=== REQUIRED TASK ===
Type out the material below exactly.

=== SOURCE DATA ===
|---|

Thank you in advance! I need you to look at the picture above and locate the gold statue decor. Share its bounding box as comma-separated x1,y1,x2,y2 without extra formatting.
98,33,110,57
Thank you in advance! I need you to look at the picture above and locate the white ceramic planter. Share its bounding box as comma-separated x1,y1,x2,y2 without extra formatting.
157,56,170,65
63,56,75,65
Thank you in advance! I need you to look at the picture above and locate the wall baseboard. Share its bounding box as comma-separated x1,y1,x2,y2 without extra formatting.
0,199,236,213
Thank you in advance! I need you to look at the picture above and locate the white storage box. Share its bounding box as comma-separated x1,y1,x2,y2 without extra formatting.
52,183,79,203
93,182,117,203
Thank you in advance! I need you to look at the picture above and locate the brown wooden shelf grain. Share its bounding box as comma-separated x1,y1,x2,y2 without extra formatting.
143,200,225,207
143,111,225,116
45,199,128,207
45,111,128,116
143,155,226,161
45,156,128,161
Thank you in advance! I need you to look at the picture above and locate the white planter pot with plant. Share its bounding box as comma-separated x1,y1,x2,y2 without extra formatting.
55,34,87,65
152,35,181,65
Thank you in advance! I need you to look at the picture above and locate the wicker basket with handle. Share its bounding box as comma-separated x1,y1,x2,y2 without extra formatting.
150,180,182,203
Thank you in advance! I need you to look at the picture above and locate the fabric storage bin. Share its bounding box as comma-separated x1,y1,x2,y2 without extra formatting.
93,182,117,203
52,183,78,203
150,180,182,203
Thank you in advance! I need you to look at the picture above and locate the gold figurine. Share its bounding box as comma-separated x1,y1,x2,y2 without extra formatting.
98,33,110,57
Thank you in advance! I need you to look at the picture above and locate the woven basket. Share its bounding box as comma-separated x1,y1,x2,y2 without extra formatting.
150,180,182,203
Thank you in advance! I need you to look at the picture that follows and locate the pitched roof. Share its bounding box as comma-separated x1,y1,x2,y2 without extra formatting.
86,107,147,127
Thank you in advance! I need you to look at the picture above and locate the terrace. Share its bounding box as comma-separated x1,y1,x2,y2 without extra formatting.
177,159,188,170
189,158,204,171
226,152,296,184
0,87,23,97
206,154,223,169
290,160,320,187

|---|

=== WRITTEN REPLY ===
Thank you in advance! I need you to look at the picture above and locate the gold statue decor. Share its bounding box as comma-separated x1,y1,x2,y2 without extra formatting.
98,33,110,57
Thank you in advance! I need you to look at the picture above and locate the white ceramic planter. Share its bounding box as comma-separated x1,y1,x2,y2 without extra formatting.
157,56,170,65
63,56,75,65
Thank you in advance! I need you to look at the picture above and locate the wall baseboard. Share its bounding box as comma-separated x1,y1,x2,y2 without extra formatting.
0,199,236,213
Thank you in advance! I need you to look at the picture above and locate the white storage box. Share its bounding box as comma-separated x1,y1,x2,y2 without extra formatting.
52,183,79,203
93,182,117,203
Thank you in advance! I need you to look at the picture above and locate the brown wooden shelf grain. Share its bounding box as comma-separated x1,y1,x2,y2 without extra formatting.
143,200,225,207
143,111,225,116
45,199,128,207
45,111,128,116
143,155,226,161
45,156,128,161
Thank you in advance! I need you to look at the picture above and locate the white planter pot with plant. Share its bounding box as comma-separated x1,y1,x2,y2 without extra formatting.
55,34,87,65
152,35,181,65
Thank you in advance! I need you to look at the picture above and locate the wicker basket with handle. Share its bounding box as comma-separated x1,y1,x2,y2 without extra formatting.
150,180,182,203
Thank you in advance! I need you to look at the picture above and locate the fabric storage bin. Share its bounding box as comma-separated x1,y1,x2,y2 without extra formatting.
93,182,117,203
52,183,78,203
150,180,182,203
Thank you in advance! I need you to look at the picture above and locate the gold figurine. Share its bounding box as comma-separated x1,y1,x2,y2 without extra formatting.
98,33,110,57
Thank you in advance! I need you to look at the picture above and locate the woven basket. Share its bounding box as comma-separated x1,y1,x2,y2 without extra formatting.
150,180,182,203
Thank you in advance! I need you to look at the picture that follows and locate the pitched roof. Share its bounding box as comma-separated x1,y1,x2,y2 without extra formatting.
86,107,147,127
Thank you in advance! I need you to look at the picture above and locate the terrace. Share its bounding box as comma-separated x1,y1,x2,y2 without extra formatting.
177,159,188,170
189,158,204,171
226,152,296,184
0,87,23,97
206,154,223,169
290,160,320,187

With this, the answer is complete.